AIM OF THE EXERCISE:
Give a verbatim repeat of the lines that run from the line containing "A single marker falls on each instance of the light" to the end of the data below.

[Lines of data]

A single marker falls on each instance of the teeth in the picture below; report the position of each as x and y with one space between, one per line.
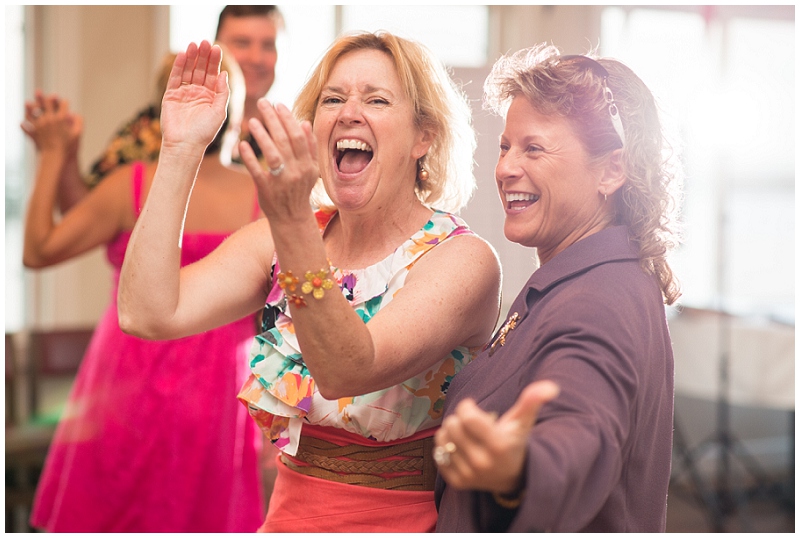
519 197
353 144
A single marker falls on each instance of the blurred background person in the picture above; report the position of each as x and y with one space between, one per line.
152 438
247 32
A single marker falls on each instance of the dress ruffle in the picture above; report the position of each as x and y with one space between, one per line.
280 394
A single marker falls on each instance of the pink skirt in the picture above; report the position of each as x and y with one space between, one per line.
301 503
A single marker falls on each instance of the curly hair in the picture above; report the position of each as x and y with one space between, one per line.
647 203
439 107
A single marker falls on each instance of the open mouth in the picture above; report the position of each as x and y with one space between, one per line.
518 201
352 156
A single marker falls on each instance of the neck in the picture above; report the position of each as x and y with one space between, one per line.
385 231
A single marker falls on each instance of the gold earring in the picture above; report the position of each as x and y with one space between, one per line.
422 174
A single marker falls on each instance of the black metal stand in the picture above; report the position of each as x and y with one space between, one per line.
721 495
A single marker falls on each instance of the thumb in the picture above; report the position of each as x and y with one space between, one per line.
530 401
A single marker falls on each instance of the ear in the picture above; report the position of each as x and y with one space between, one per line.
613 176
423 143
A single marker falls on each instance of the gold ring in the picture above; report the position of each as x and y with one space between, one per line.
276 171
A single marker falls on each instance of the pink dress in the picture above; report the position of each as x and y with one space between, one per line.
153 438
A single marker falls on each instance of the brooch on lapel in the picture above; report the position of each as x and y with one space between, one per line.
507 327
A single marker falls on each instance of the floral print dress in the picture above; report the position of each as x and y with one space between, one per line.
281 395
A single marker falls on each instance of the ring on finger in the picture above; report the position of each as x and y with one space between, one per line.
276 171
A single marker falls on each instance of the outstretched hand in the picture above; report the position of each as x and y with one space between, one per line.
51 125
487 453
195 102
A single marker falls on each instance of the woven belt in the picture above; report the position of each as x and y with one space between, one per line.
364 465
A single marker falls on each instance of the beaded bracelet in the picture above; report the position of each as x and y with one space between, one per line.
315 284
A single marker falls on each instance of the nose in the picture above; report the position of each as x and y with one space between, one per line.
252 56
507 168
351 112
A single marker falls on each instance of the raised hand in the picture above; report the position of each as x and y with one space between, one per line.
289 169
479 451
51 125
195 102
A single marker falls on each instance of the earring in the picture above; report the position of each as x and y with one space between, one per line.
422 175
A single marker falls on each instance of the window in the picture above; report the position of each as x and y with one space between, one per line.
732 79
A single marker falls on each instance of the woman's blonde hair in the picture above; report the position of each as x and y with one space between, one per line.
440 107
647 203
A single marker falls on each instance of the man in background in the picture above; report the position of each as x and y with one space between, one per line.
249 33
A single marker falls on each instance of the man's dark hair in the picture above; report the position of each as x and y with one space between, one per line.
249 11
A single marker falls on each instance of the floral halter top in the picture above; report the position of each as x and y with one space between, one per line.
280 393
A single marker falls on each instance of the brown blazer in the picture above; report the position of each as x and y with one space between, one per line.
599 456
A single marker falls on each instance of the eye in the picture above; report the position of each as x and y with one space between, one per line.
533 149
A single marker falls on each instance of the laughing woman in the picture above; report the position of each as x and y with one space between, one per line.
373 304
584 177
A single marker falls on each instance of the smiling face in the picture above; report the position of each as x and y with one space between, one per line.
251 40
368 142
550 192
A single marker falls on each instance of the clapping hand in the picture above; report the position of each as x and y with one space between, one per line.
289 169
195 102
477 450
51 125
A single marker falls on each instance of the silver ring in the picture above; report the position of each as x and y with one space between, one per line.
441 454
276 171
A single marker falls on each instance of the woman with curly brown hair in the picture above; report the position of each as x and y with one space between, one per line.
564 422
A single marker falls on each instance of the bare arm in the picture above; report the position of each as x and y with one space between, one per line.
157 299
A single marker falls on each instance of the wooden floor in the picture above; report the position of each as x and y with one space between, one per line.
771 511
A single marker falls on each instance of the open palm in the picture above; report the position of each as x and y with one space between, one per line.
195 102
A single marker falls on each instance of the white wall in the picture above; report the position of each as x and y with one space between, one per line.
102 59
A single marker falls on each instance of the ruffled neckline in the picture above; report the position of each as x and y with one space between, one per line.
373 280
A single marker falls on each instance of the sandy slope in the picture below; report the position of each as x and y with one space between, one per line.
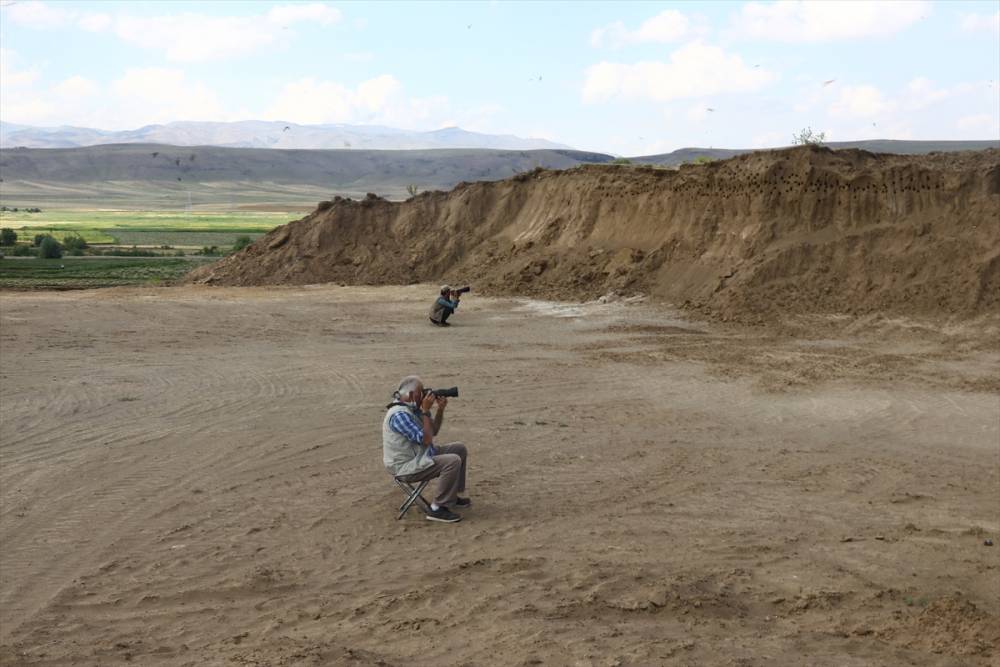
192 476
802 230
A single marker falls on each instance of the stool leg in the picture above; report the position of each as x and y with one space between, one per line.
413 497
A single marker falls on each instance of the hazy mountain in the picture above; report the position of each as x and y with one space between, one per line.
682 155
336 171
266 134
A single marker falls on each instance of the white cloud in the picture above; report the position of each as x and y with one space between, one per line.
164 94
698 113
194 37
827 20
667 26
37 15
315 12
380 100
76 87
983 123
981 22
11 77
861 101
694 70
95 22
359 56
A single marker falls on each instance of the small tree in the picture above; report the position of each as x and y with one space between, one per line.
241 242
49 248
74 242
807 137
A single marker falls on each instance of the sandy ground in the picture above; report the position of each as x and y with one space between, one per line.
192 476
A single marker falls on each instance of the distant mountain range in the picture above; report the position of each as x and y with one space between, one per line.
164 176
266 134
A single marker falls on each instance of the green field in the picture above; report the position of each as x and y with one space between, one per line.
87 272
146 228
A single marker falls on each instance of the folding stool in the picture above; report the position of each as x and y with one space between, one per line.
412 495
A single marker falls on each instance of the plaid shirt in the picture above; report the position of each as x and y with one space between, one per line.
406 424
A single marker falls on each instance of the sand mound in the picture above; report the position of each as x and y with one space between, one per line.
798 230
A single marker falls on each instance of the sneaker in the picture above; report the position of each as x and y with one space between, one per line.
444 515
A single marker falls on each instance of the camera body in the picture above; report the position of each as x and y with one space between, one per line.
450 392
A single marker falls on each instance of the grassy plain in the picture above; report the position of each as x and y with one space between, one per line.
182 229
87 272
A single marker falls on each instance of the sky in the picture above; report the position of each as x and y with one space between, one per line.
616 77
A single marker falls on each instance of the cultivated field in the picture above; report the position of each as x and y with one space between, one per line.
179 229
84 272
192 476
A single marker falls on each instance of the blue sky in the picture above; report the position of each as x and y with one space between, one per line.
627 78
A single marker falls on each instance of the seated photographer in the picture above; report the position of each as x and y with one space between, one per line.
409 453
444 306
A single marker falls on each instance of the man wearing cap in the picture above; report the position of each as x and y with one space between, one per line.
444 306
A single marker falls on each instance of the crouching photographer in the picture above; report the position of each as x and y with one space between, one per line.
409 452
446 304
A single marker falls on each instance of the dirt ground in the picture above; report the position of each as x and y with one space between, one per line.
192 476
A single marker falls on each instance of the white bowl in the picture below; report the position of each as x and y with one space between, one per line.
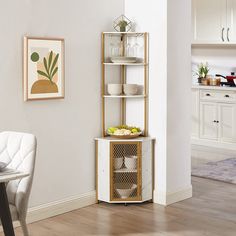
125 189
118 162
131 162
114 89
130 89
123 59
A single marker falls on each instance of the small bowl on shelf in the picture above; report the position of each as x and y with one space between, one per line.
122 59
125 190
130 89
114 89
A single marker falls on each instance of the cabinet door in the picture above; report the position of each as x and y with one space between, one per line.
125 171
227 122
209 20
208 118
195 113
231 21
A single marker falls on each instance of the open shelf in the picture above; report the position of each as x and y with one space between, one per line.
124 96
125 170
125 64
125 33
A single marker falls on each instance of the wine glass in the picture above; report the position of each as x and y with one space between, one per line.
136 47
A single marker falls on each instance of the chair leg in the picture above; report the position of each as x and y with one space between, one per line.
24 227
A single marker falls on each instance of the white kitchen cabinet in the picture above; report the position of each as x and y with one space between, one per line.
227 122
215 111
213 21
208 20
231 20
208 119
124 170
195 112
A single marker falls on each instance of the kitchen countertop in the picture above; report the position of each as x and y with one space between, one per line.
196 86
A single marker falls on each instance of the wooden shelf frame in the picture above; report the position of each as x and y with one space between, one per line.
144 64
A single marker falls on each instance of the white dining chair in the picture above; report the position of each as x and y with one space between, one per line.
19 151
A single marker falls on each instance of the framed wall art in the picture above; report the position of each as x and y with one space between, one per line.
43 68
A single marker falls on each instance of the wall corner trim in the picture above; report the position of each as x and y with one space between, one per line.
60 207
165 198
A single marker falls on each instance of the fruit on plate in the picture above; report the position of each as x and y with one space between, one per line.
124 130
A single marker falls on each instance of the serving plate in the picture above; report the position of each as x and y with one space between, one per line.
130 136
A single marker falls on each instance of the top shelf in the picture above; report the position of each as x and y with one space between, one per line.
213 44
125 33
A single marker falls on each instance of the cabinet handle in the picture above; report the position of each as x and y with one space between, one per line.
222 34
228 34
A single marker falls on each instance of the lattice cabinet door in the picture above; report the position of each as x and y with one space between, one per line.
125 171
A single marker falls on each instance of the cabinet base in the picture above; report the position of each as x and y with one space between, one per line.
125 202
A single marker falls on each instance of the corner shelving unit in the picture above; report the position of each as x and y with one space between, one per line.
124 36
124 168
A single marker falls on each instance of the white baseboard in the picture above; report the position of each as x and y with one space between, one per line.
59 207
165 198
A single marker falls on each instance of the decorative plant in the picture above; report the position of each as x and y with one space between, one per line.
49 66
122 24
202 70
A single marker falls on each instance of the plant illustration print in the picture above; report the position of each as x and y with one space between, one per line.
47 70
50 67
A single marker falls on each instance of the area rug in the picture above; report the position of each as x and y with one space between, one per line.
224 170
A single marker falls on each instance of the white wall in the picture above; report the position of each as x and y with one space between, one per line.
169 25
65 128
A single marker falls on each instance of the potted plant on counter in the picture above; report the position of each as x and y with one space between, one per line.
202 71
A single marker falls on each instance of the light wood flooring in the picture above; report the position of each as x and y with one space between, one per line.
211 211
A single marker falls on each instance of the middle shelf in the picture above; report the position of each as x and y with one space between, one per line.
124 96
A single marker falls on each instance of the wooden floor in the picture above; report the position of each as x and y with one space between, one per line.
211 211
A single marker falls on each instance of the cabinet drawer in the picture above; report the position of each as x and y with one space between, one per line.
224 96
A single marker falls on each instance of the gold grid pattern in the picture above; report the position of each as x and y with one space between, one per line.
125 171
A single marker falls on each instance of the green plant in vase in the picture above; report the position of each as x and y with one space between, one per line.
202 71
122 24
50 67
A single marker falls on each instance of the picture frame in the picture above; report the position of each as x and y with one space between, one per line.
43 68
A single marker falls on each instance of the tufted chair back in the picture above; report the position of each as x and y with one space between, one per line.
19 151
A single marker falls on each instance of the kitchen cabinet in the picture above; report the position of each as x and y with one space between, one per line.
231 20
214 116
124 170
213 21
227 119
208 119
195 113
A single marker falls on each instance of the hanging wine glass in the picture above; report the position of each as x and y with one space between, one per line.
136 47
111 47
129 48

SOLUTION TO THIS PROBLEM:
A single marker falls on each instance of the light wood flooring in the picture above; report the position of each as x and y with one space between, one per line.
211 211
A single marker falls on each instance of the middle shelf in the picture above; report the position of each as x and y with one space between, one per line.
124 96
A single marker falls on each instance of the wooden floor in the picture above; report the position of each as x and y with one space between, one per line.
211 211
A single marker falls on each instance of the cabinet drawer in the picture above; report the position of each as x and y with one space between, one per line.
224 96
A single marker falls on each instance of the gold grid pattern in the picture above; report the position of each as x and y with one space between, one per line.
125 171
A single marker falls on each instance of the green plant in vase in the picture above; report the position of each as x and y with one space between, one per line.
202 71
122 24
50 67
A single marker falls on each instance of the picture frame in the picture above; report the position of each as x and y with one space between, one per line.
43 68
A single marker falls on each instance of the tufted chair back in the picture above; report the position of each as x and y with one space between, one per line.
19 151
A single marker falls on each instance of the kitchen cabinet in the picture above; report the position of each as x and y with one space between, one per line.
231 20
214 116
124 170
213 21
227 119
208 119
195 113
A single marker falls on each instance of the hanging wine glass in the picture above; report the position of each as x and y with one space between, one per line.
136 47
111 47
129 48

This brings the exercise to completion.